(Items stored from a collection)
## Begin

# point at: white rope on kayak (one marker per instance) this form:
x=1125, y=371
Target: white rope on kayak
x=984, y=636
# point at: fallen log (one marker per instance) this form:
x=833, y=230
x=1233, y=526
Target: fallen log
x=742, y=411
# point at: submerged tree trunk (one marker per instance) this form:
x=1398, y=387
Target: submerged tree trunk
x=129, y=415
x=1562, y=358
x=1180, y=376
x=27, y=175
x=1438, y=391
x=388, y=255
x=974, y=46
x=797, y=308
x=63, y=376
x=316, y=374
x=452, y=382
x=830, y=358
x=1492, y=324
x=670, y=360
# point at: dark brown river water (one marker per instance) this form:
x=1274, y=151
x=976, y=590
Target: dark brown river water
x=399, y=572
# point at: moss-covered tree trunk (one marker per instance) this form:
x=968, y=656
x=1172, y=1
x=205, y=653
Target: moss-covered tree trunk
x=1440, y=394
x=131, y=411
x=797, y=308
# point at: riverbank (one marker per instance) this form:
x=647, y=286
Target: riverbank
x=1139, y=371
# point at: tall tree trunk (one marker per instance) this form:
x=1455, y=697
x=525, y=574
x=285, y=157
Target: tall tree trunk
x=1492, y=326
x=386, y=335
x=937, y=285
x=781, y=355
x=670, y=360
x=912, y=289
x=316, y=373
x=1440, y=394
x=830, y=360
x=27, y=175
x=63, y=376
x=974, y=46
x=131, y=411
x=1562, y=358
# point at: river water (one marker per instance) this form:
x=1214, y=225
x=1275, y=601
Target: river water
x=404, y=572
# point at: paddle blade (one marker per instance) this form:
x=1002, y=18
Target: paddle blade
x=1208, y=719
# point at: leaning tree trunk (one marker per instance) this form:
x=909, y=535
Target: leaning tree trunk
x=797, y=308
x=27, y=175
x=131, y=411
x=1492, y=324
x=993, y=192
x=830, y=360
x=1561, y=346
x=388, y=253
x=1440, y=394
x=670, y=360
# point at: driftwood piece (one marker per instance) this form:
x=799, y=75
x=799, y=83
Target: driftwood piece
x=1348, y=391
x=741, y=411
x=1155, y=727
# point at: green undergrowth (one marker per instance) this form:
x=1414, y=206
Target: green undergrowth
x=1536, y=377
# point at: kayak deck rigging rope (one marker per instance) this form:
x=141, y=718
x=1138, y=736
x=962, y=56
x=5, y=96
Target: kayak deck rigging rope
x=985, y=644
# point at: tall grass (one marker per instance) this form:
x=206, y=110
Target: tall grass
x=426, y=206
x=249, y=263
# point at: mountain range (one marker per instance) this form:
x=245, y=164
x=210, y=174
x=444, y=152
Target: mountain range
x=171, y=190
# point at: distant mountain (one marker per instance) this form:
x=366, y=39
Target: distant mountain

## End

WHAT TO DO: Print all of the records above again, line for line, with nothing changed.

RESPONSE:
# point at: white rope on kayak (one marker per instance) this form:
x=1125, y=371
Target: white rope on kayak
x=984, y=636
# point at: fallen log (one marker per instance) this form:
x=833, y=230
x=1233, y=526
Target: fallen log
x=742, y=411
# point at: submerged tree trunk (one marker per instance) this form:
x=1398, y=387
Target: submerged tree trunk
x=129, y=415
x=1562, y=358
x=1180, y=376
x=27, y=175
x=1438, y=391
x=388, y=255
x=974, y=46
x=797, y=308
x=63, y=376
x=316, y=374
x=452, y=382
x=830, y=358
x=1492, y=324
x=670, y=360
# point at: dark brown river water (one marker per instance) this form:
x=1274, y=151
x=976, y=590
Target: dark brown river water
x=399, y=572
# point at: moss-covered tree trunk (one marker per instance) this form:
x=968, y=656
x=1172, y=1
x=205, y=653
Target: moss-covered tree trunk
x=1440, y=394
x=131, y=411
x=797, y=308
# point at: riverbank (one marker per instance) this form:
x=647, y=286
Target: riverbank
x=1139, y=371
# point at: tall tree trunk (one marker per instance) this form:
x=1455, y=697
x=525, y=574
x=285, y=157
Target: tall tree trunk
x=1492, y=326
x=386, y=335
x=937, y=285
x=781, y=355
x=670, y=360
x=912, y=289
x=316, y=373
x=1440, y=394
x=830, y=360
x=27, y=175
x=63, y=376
x=974, y=46
x=131, y=411
x=1562, y=358
# point at: river water (one marker per instance) this form:
x=1214, y=225
x=1275, y=601
Target: river water
x=404, y=572
# point at: paddle blade (one marker per instance) this form:
x=1002, y=18
Target: paddle blade
x=1208, y=719
# point at: leaning tree trunk (one marker per instance) this form:
x=909, y=535
Target: leaning tree trunk
x=797, y=308
x=27, y=175
x=131, y=411
x=1492, y=324
x=993, y=192
x=830, y=360
x=1561, y=346
x=388, y=253
x=1440, y=394
x=670, y=360
# point at: driftwood piece (one marker per instance) this form:
x=799, y=75
x=799, y=83
Target: driftwood piece
x=1348, y=391
x=741, y=411
x=1155, y=727
# point at: green undergrowth (one marker per instance) this form:
x=1414, y=206
Target: green undergrowth
x=1536, y=377
# point at: kayak deck rigging rope (one marker per instance) this form:
x=141, y=718
x=1138, y=736
x=962, y=56
x=5, y=96
Target: kayak deck rigging rope
x=985, y=644
# point at: tall grass (one marker per instance) this form:
x=206, y=110
Target: tall grass
x=426, y=206
x=249, y=263
# point at: mountain range (one marker per instance) this form:
x=245, y=164
x=210, y=174
x=444, y=152
Target: mountain range
x=171, y=190
# point at: distant mountain (one marker per instance) this form:
x=366, y=39
Target: distant mountain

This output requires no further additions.